%%

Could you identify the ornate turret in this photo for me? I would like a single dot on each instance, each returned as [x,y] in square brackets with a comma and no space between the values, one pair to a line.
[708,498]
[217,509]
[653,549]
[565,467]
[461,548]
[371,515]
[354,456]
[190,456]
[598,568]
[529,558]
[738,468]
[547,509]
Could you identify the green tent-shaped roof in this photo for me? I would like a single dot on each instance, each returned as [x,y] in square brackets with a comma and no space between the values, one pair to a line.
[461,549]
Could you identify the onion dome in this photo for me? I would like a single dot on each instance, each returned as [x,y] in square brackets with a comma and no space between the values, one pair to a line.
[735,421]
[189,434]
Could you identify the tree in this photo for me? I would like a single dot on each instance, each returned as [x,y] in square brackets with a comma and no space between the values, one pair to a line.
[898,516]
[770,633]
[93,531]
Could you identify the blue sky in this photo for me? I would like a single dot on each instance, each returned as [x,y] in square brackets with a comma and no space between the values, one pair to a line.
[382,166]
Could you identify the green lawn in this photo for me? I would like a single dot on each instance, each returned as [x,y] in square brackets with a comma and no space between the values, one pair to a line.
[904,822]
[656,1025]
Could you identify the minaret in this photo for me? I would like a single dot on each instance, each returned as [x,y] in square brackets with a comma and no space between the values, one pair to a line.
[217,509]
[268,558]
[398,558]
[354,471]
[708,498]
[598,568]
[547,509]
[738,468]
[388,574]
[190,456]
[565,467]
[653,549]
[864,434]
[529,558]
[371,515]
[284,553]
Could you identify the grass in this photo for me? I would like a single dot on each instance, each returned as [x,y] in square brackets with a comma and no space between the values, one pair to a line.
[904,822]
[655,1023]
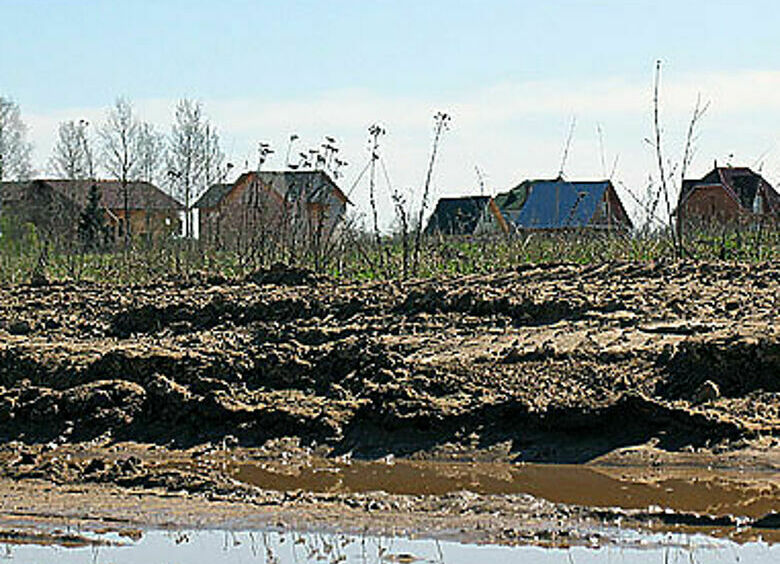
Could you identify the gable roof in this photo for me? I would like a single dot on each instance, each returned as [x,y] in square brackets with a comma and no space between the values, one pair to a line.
[290,184]
[741,183]
[142,195]
[514,199]
[457,216]
[557,204]
[311,184]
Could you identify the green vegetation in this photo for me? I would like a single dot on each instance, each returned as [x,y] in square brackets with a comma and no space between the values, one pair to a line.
[355,256]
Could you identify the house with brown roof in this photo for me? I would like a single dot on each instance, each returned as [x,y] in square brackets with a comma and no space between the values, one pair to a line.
[265,204]
[728,195]
[54,206]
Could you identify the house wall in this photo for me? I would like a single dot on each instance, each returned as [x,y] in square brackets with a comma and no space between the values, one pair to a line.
[154,224]
[711,204]
[610,212]
[249,214]
[254,213]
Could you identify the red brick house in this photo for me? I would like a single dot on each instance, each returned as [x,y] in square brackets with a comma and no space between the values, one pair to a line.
[54,206]
[728,195]
[273,204]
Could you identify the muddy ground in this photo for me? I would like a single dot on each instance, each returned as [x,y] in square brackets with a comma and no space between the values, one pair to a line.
[164,388]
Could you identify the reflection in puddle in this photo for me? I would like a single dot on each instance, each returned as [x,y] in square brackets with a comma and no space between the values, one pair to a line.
[710,492]
[205,547]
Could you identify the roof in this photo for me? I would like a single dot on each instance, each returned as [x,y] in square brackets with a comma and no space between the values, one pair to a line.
[292,184]
[557,204]
[213,195]
[289,184]
[142,195]
[514,199]
[457,216]
[741,183]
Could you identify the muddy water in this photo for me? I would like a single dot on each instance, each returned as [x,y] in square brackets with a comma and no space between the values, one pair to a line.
[696,490]
[206,547]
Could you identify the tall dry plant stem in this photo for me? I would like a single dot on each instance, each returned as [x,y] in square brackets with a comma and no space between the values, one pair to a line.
[441,121]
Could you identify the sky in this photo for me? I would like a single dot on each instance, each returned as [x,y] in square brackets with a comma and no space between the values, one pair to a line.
[514,76]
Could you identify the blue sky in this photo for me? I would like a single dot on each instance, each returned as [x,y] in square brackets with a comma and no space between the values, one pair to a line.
[512,74]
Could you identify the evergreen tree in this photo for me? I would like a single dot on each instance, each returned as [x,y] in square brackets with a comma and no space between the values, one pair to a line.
[93,231]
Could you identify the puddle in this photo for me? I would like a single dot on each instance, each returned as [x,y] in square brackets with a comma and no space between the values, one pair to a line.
[695,490]
[206,547]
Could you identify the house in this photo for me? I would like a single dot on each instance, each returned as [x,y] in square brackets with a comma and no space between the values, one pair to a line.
[726,195]
[301,204]
[457,216]
[560,205]
[54,206]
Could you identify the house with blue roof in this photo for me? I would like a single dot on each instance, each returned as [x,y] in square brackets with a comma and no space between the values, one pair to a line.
[563,205]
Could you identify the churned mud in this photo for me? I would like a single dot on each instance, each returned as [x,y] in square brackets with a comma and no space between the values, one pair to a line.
[533,403]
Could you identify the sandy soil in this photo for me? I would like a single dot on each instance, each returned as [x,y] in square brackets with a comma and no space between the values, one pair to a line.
[152,391]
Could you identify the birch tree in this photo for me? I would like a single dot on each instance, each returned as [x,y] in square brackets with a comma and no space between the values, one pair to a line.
[153,146]
[14,148]
[120,145]
[194,157]
[72,157]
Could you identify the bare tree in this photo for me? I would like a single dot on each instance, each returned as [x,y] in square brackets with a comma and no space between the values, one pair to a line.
[665,177]
[120,139]
[194,157]
[72,157]
[153,146]
[14,148]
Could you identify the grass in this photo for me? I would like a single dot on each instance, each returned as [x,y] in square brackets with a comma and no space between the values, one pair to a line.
[357,257]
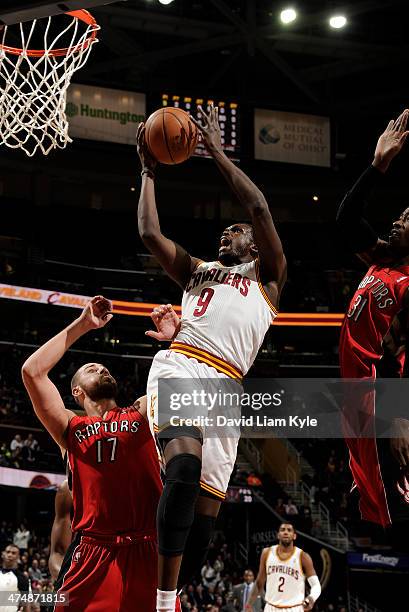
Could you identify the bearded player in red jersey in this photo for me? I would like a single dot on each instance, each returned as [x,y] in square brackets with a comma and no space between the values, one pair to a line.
[116,481]
[380,467]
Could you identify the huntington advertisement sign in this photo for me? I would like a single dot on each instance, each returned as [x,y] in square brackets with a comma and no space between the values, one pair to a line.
[97,113]
[292,138]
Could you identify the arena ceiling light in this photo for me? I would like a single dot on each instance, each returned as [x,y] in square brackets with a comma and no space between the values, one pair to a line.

%%

Every entry must be reproduced exactly, with the images left out.

Could you identify the ornate turret in this photo for me? I would like a single dot on each instance, each returned as [x,y] in square brackets with a comma and no space between the values, one pair to a line.
[708,498]
[217,509]
[653,549]
[565,467]
[461,548]
[371,515]
[354,456]
[190,456]
[598,568]
[529,558]
[738,468]
[547,509]
Could you identify the green tent-shaped roof in this photo for me? I would like a single dot on each instance, each returned as [x,y] in square brackets with a comma and no space between the values, one pair to a line.
[461,549]
Could you identify the onion dome in this photo for me? I would like a single dot on each instance, each returned as [x,y] in square brackets with a comma and no space between the values, one pair to a line.
[735,421]
[189,434]
Could you identify the tree in this photo for me? I would like a single dot on each instance, each returned as [x,y] in square brackets with a comma and no space between the values, one pair to a line.
[898,516]
[770,633]
[93,531]
Could you identify the blue sky in this photo for me? I would like a single dot on each instance, each returned as [x,y] in square brackets with a comma and no space between the values, one pair to a line.
[382,166]
Could you identify the green lawn in this photo for me? I would like a single dot on each instance, each returned as [x,y] in square brackets with a comma and no space between the values, one pair to a line.
[904,822]
[656,1025]
Could you identify the minaret in this photo for me? I would like a single dot on each instance, each returned as [x,y] in square brackets with a comma and no space between the values, one pair to a line.
[217,509]
[268,558]
[398,558]
[354,471]
[708,498]
[598,568]
[547,509]
[738,468]
[388,574]
[190,456]
[565,467]
[653,549]
[864,434]
[529,558]
[371,515]
[284,553]
Could you identify the grass in this photo for me? I would like a single dot on each instance, each returned as [x,y] in square brackets with a comma and no space between the values, one pair to a line.
[904,822]
[655,1023]
Could you identify the gable roof in this photo for me? I would like a single dot on each instance, each returned as [x,y] in square brackets with a comma and no space between the values, one pair to a line.
[290,184]
[741,183]
[142,195]
[514,199]
[457,216]
[557,204]
[311,184]
Could you identify the green vegetation in this photo for me? I would like a single dot on each instance, each returned as [x,y] in square brackets with a comma and no space between the values, one pair to a line.
[355,256]
Could you identify the house with brown roof in this photo for me? I would like a single dot on each instance, each returned as [x,y] in square brackets with a comma and no space between the values, one pair to a line.
[265,204]
[728,195]
[54,206]
Could you identify the house wall in this photo for me? I would like a single dot on each instance, each returned as [x,y] in square brackets with a comma and no space between the values, one pair to a line.
[154,224]
[711,204]
[610,212]
[249,214]
[254,213]
Could you identify the red brick house in this photo for me? I would like a single dot on each instance, each returned as [x,y] in square brackets with a comma and no space between the values, one pair to a line.
[54,206]
[728,195]
[273,204]
Could you identify the muddy ground in this photo for me? I would like a single dot on each instance, each returned as [x,y] in square brackets with a comma and no space between the values, one pair to a line.
[164,388]
Could you identify the reflection in puddle in this photo for me? I would like a single dot on each instance, each returned as [x,y] in square brackets with a comma and no space between the values, one pair to a line.
[710,492]
[205,547]
Could you identify the roof in this photo for me? I would like a single dot on each instance, each returned as [x,y] in square brackets with a comma and no space between the values, one pair to a line.
[292,184]
[557,204]
[213,195]
[289,184]
[142,195]
[514,199]
[457,216]
[741,183]
Could you identify the muddy water in this photo for me? I would like a single dot on each instance, each returned as [x,y] in square brackets with a comma and no space between the values, one pair to a line.
[696,490]
[206,547]
Could you identify the tall dry plant stem in this photo for me? I would like a single dot on each instance, each returned as [x,y] in square brackets with a comma and no space between the values, one pair to a line.
[441,121]
Could you identify the sky in this photo for me? I would like a single dot on each instance, each returned as [x,y] in square brackets with a comma and no space between the values, one pair to a line.
[514,76]
Could you identify the blue sky in this photo for me? I would like a single dot on each instance, each returned as [x,y] in square brackets with a comma and no space between the values, one pair to a line.
[512,74]
Could you identify the evergreen tree in this photo for me? I would like a single dot on each instance, each returned as [x,y] in square brackets with a comma and no space between the values, one pair to a line.
[93,231]
Could you identify the puddle in this photo for me? I would like a single dot on each instance, each returned as [x,y] in square brackets with a comma and no space between the values, one pair to a line.
[695,490]
[206,547]
Could you identify the house in this photo for me? I would like a single dot on each instance, each returned as [x,y] in square brackets with a comma and no space between the values, one pair to a line.
[726,195]
[301,204]
[457,216]
[560,205]
[54,206]
Could you identify the house with blue roof in this photo for me? I would like a single dot on each instance, each returned as [x,y] in square brackets with a comma and no space between the values, one pair to a line.
[563,205]
Could you identify the churned mud in this photo for me? I would like a single dot on each instance, each returned as [x,y] in square brackets with a comma and no space between the values, one pair to a line.
[533,403]
Could you identify the sandy soil in this photo for me? I would like a single dot on each instance, each returned as [x,y] in square brackets with a comma and no space between the values, one pair to a line.
[152,391]
Could you identify the birch tree in this photo for me? I would like a single dot on each instance, each returned as [x,y] in square brackets with a comma and no space between the values, one pair to a line.
[153,146]
[14,148]
[120,145]
[194,157]
[72,157]
Could you identify the bare tree in this photo for me? I would like a single dot on each instance, each returned as [x,y] in square brackets with a comma and no space between the values, one pair to a line.
[665,177]
[120,139]
[194,157]
[72,157]
[153,146]
[14,148]
Could you identify the grass in this photo for me? I would like a single dot on each instance, each returned as [x,y] in square brackets with a comma and no space between the values, one pair to a line.
[357,257]
Could you identify the bearded player in red jersey in this photo for me? I would like a single dot on each instance, each returned as [x,y] in square brackets with a comma and no space between the values, one pair to a line.
[116,481]
[380,467]
Could you identify the huntington advertisement sign in this photo for me? I would like a single dot on each instance, each returned as [x,y] in square brackets with a comma and no space between the values, one pair to a line.
[97,113]
[292,138]
Could you identify the arena ceiling light in this photo for me? I would like a single dot on each instance, each returned as [x,y] in square brackets with a comma and no space between the values, one pair to a line.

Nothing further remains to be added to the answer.